DIRECTIONS FOR THIS TASK: Pick out and copy every line in the entries below that contains the word "water". Letter case matters.

Data lines:
════════════════
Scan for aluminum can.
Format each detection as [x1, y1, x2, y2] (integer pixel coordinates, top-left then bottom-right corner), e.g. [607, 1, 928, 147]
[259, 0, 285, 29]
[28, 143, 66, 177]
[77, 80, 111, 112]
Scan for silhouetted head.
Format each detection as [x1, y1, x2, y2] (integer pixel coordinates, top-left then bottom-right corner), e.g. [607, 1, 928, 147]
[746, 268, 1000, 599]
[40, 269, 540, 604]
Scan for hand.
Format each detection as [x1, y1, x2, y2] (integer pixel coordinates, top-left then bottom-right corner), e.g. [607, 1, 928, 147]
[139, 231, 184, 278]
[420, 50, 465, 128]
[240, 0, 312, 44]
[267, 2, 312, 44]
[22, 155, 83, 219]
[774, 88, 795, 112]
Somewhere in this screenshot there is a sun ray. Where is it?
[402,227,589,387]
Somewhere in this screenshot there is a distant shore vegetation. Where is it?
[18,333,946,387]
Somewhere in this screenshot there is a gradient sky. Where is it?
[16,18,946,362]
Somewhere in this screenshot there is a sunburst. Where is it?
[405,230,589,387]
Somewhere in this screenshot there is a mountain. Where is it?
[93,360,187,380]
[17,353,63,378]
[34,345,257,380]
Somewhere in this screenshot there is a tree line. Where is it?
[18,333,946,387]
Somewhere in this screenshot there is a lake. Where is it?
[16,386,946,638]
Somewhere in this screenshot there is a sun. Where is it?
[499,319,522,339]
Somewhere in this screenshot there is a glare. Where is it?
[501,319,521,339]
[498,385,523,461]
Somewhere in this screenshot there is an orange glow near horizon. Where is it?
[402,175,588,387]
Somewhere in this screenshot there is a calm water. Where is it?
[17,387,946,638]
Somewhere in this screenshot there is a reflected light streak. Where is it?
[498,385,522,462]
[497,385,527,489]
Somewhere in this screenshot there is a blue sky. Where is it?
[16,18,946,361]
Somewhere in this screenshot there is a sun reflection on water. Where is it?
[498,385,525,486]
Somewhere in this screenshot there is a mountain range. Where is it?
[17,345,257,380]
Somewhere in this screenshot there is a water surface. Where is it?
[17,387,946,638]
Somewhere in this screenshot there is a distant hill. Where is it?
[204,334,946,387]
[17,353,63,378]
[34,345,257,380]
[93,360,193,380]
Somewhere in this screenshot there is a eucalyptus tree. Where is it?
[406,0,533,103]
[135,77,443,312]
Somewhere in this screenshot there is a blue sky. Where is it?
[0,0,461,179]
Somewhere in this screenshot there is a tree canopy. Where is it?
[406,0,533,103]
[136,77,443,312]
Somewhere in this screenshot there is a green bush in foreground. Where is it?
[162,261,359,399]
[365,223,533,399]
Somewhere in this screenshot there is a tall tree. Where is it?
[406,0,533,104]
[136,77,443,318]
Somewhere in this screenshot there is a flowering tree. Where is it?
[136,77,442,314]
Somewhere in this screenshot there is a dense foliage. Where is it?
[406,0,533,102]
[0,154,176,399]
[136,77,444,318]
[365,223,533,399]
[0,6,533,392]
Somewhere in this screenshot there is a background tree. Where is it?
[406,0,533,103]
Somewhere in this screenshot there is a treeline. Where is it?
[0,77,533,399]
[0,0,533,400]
════════════════
ANSWER TO THE EXERCISE:
Somewhere in this screenshot there is a calm water. Where is it?
Somewhere in this screenshot there is a sun reflection on water. Where is it?
Somewhere in this screenshot there is a water surface. Where is it?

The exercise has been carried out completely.